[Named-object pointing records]
'''

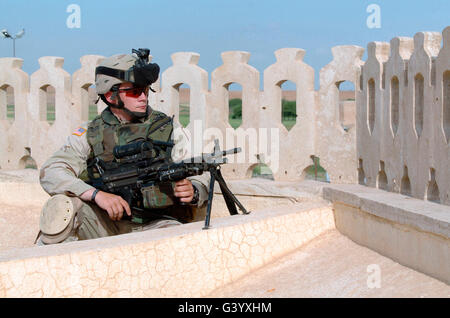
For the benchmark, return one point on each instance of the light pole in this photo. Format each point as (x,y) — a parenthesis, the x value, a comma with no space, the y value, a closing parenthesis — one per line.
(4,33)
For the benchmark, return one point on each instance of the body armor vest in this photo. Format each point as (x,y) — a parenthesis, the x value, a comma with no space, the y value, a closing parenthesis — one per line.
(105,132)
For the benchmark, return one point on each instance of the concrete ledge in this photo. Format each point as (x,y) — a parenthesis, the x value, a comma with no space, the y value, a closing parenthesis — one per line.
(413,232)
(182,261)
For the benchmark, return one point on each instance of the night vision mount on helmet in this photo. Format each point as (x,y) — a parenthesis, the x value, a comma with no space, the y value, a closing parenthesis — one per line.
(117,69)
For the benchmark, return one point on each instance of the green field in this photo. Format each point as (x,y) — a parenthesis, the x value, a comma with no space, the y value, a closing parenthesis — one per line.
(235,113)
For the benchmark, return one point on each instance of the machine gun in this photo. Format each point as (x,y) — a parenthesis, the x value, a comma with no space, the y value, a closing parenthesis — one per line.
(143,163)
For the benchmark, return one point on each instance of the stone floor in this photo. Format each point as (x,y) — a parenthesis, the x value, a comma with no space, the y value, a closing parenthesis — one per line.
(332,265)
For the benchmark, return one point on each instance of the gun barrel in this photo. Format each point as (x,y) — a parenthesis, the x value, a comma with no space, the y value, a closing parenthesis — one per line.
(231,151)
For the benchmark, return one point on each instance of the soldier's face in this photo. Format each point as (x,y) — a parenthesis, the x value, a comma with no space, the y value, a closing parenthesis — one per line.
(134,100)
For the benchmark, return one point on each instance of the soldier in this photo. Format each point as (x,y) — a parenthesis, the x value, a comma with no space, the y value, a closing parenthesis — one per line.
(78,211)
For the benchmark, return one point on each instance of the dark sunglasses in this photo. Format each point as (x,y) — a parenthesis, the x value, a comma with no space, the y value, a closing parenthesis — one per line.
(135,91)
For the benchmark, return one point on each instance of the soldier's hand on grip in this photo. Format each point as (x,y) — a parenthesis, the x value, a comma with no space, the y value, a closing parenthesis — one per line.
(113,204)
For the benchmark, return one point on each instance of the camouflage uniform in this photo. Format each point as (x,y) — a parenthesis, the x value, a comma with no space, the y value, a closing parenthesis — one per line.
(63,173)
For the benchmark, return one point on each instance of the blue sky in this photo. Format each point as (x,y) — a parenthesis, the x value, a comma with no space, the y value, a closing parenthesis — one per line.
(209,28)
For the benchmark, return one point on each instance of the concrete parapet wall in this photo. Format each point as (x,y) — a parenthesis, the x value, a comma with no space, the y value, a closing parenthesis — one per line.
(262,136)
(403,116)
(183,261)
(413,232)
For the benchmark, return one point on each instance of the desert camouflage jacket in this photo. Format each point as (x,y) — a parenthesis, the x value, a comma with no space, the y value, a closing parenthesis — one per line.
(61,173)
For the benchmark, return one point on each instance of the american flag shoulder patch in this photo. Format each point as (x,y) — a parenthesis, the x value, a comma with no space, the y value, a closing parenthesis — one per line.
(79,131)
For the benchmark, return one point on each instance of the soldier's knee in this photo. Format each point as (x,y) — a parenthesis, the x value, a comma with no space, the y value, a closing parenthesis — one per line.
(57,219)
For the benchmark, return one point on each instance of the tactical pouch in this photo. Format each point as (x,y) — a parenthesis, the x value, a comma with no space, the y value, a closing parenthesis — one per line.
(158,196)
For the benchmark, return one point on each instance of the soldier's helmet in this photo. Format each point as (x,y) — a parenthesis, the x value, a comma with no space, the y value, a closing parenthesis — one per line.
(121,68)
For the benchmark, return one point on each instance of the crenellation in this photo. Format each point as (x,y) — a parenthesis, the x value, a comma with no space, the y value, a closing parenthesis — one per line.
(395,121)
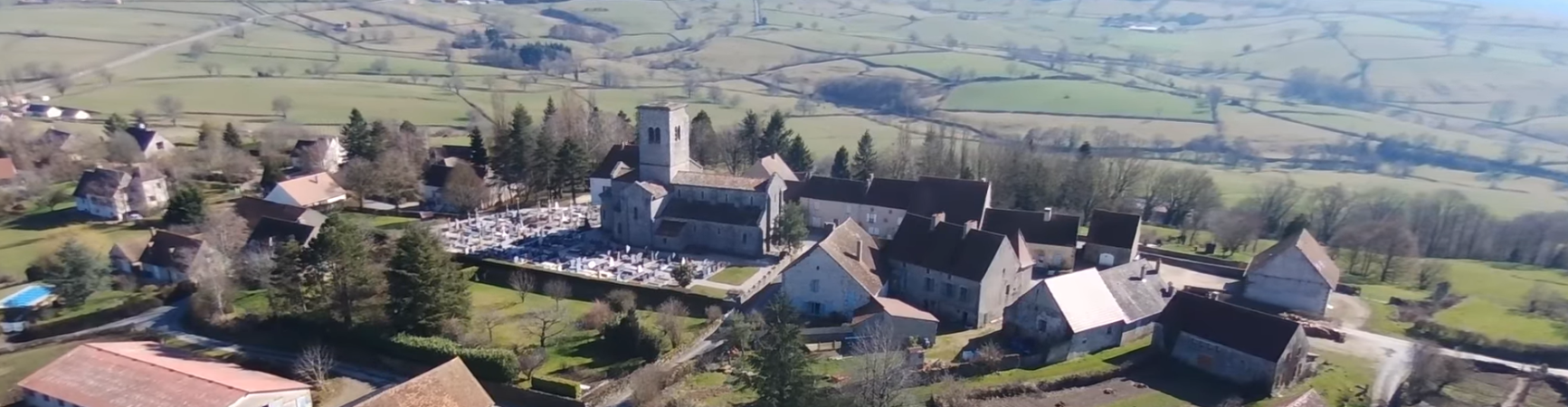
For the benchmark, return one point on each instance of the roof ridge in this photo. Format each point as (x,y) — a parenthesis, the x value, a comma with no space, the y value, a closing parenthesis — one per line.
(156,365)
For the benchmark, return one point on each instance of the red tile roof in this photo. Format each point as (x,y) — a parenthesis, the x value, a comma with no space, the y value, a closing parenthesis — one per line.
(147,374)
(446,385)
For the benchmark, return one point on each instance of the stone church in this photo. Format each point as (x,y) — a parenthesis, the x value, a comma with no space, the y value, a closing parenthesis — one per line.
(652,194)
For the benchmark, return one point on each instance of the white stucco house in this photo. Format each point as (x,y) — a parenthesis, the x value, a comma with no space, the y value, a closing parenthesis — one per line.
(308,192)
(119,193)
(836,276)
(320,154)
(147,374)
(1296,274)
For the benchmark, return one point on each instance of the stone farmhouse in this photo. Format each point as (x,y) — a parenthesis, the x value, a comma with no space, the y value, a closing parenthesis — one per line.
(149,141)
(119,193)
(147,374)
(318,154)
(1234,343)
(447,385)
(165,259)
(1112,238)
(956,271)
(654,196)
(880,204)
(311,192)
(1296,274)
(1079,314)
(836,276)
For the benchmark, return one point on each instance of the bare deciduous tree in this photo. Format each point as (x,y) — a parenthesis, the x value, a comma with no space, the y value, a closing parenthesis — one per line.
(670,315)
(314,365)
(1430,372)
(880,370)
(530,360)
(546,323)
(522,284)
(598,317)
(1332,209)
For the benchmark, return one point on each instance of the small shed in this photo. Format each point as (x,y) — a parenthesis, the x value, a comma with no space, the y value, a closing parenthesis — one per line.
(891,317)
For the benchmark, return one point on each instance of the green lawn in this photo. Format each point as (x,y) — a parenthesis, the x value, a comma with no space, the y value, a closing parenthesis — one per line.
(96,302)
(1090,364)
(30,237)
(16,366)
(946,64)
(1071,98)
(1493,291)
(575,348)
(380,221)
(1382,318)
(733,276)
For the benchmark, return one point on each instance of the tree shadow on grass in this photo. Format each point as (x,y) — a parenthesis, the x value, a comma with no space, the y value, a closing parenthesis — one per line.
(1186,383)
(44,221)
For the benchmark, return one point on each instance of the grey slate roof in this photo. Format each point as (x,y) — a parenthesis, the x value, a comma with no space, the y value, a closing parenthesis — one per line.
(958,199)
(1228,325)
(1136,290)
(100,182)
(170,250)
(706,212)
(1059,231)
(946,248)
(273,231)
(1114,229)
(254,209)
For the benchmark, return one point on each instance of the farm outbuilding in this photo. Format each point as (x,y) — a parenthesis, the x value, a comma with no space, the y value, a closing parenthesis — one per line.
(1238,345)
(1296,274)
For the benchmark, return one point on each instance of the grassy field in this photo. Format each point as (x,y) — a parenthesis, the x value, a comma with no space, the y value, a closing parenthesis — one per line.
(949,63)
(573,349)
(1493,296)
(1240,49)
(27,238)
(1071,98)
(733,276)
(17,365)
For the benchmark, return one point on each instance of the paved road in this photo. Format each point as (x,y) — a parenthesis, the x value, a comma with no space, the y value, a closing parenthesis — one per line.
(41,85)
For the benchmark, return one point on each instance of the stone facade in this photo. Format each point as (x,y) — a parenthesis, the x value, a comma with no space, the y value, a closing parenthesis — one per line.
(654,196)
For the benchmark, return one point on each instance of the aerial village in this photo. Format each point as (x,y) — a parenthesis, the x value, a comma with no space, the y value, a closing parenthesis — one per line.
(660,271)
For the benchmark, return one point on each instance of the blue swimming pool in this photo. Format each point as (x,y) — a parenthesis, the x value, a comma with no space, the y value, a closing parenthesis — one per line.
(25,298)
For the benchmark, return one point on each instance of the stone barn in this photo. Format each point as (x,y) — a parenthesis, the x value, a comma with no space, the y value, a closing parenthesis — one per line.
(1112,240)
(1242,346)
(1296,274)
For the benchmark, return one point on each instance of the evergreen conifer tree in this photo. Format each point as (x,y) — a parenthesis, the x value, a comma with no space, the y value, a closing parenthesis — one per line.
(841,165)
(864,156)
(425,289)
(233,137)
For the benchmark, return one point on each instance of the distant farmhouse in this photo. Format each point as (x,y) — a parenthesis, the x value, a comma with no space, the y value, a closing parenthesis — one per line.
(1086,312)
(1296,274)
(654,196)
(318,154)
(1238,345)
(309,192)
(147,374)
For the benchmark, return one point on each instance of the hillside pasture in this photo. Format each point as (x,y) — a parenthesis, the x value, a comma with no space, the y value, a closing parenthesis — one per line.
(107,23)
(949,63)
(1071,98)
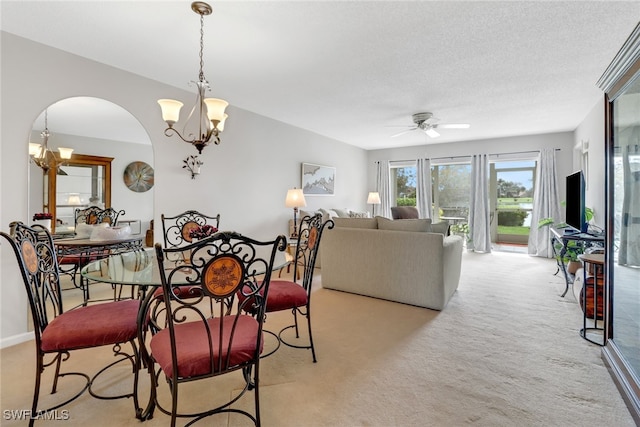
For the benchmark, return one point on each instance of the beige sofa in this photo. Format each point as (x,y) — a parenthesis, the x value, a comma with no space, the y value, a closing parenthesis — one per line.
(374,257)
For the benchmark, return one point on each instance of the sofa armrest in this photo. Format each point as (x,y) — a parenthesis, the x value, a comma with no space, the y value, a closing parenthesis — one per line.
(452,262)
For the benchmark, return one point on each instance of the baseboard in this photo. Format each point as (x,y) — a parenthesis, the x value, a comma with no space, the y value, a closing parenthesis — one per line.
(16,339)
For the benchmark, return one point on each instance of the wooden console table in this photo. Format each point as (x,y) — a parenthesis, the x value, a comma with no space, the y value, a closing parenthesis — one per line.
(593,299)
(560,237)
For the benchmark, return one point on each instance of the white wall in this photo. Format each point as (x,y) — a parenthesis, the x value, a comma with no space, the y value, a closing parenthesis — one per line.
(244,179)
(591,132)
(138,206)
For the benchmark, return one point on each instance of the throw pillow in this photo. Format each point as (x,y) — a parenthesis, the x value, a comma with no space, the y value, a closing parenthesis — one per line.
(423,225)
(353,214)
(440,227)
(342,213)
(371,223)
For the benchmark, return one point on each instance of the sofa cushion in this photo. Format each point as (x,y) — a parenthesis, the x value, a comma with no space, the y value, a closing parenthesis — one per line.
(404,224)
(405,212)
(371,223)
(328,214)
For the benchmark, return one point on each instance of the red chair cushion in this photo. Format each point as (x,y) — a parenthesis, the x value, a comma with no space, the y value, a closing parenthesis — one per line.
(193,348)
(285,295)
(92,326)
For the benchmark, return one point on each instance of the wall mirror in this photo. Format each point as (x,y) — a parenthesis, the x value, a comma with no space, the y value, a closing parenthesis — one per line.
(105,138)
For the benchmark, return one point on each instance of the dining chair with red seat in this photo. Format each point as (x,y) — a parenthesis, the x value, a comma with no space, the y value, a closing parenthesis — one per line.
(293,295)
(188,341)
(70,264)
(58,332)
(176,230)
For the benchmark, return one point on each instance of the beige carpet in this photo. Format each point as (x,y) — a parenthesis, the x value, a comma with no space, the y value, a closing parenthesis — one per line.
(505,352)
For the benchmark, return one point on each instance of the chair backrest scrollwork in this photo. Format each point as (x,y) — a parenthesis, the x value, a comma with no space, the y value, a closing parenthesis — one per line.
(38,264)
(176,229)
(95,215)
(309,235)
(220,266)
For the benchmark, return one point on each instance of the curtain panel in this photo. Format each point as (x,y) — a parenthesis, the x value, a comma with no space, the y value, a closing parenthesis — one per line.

'''

| Given problem |
Repeat the line containing "of the wall" and all subsequent lines through the final line of the data, exactly and with no others.

| Exercise output |
For the benchmark, return one point on each instance of the wall mirror in this photo. Format each point as (x,y) — a parenthesis, the x value, a comma with no space, the y value, a closing parenthesis — one per line.
(105,138)
For the benchmark, return one point on each instance of the dining chair with red seat in this photo. Format each point as (x,y) — a parenthesis, the x value, a comma with no space, the y value, a closing parenthesis — one per line.
(293,295)
(188,341)
(70,264)
(58,332)
(176,230)
For the benchmark, return one point on each instance of the beige carpet in this photo. Format each point as (x,y) — a parenthesis, the x value, a comma with no space, the y value, a closing parenthesis — one per line.
(505,352)
For the benchmark, return one point on each instance of the chair backrest scrollwork in this photo. Format each point as (x,y) — a parenthesis, the x value, a comma with no space, the y value, a closing parenthesis — one per line.
(38,264)
(176,229)
(95,215)
(309,235)
(220,266)
For the benchmark, return one point on each instance of the curtain panel in this photo. Format each point as (x,y) — a parenthesis, the x value, a comma with no space, the y value, a closing parenthesis — one per line.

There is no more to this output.